• [What to do]: Gather every line in the material below that contains the word "brown", and copy each of those lines out in full.

───── Data to process

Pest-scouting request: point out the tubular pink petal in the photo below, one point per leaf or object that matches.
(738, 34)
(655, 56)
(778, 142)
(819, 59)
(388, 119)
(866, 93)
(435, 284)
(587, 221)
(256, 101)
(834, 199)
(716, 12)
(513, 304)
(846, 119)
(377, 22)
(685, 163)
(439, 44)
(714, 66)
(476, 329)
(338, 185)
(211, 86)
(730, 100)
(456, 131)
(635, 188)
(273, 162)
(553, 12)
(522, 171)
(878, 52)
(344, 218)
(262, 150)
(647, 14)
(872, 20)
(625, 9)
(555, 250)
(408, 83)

──────────
───── Data to process

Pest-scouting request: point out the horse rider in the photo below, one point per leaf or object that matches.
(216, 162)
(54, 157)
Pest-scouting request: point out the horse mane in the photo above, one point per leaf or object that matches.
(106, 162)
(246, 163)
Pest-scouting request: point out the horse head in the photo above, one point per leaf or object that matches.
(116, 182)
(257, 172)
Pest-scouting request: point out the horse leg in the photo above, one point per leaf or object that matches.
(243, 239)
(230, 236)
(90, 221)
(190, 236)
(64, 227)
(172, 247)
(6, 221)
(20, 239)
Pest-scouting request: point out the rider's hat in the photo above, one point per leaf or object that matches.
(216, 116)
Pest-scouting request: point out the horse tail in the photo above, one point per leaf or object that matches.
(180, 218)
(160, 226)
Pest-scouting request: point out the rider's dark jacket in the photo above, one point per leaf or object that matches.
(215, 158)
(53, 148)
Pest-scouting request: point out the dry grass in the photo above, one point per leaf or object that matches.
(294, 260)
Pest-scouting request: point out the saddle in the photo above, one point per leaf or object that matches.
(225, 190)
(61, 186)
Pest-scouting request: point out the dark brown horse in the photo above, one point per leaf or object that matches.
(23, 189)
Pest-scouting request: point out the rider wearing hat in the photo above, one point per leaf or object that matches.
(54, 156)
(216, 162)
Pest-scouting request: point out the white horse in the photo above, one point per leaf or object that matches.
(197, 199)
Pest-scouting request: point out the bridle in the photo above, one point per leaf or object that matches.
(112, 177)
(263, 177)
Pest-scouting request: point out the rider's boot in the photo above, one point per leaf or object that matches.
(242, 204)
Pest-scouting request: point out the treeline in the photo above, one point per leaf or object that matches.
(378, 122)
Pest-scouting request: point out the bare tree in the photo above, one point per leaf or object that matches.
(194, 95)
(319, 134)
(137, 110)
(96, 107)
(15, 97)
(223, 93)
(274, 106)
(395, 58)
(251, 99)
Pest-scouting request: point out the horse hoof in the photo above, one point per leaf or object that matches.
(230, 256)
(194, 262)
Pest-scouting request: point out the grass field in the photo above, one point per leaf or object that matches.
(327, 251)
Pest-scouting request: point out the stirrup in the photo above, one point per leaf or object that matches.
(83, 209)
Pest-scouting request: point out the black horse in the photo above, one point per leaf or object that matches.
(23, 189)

──────────
───── Data to process

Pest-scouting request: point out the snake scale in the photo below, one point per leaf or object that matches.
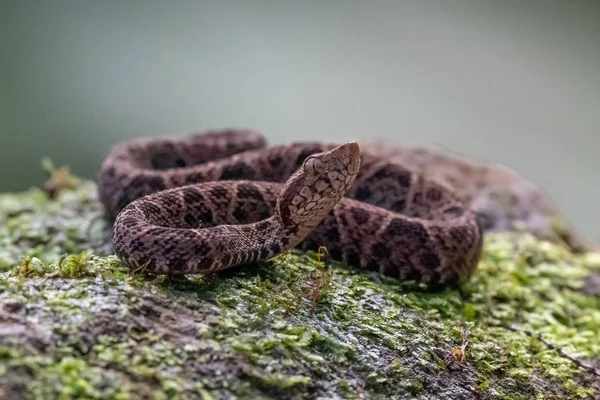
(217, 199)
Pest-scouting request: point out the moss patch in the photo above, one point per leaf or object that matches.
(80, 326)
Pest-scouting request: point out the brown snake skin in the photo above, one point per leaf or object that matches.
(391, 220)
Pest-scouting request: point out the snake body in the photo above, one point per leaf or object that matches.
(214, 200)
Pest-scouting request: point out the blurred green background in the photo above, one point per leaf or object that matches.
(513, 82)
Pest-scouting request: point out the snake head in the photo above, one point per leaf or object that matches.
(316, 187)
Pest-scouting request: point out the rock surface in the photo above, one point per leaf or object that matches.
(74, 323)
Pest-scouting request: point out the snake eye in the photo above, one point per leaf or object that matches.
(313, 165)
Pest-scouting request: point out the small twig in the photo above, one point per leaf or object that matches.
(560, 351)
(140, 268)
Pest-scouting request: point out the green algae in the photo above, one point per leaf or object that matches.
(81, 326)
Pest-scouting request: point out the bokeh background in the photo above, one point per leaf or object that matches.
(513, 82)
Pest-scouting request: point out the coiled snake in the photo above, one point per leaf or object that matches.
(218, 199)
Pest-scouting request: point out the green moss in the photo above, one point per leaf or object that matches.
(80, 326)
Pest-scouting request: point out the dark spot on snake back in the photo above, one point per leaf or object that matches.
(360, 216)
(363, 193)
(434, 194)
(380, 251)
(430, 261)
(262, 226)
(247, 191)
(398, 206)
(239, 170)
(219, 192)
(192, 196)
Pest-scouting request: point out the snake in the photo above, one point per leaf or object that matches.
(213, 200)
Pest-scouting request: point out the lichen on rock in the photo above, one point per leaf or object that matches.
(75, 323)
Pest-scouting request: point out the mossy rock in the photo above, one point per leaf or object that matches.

──────────

• [Task response]:
Pest-scouting request: point out the dark brown horse in the photo above, one point per leaf or object that matches.
Pest-scouting request: point out the brown snake skin in the photo above, one point per leaf or object that matches.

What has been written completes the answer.